◆ **YOUR INSTRUCTIONS**:
This task calls for copying each line below that contains "green".
────────────────────────────────────────
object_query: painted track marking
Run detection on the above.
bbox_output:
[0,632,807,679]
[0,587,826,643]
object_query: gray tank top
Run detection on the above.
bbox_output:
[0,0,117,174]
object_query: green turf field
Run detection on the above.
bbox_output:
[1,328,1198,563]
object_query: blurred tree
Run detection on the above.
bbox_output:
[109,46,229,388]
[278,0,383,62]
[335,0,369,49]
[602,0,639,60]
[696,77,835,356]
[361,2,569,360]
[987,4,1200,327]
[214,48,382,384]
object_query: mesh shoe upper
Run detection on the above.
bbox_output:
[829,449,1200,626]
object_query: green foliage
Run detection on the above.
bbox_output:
────────────────────────────────────────
◆ **YOUR SOLUTION**:
object_query: green turf field
object_query: green foliage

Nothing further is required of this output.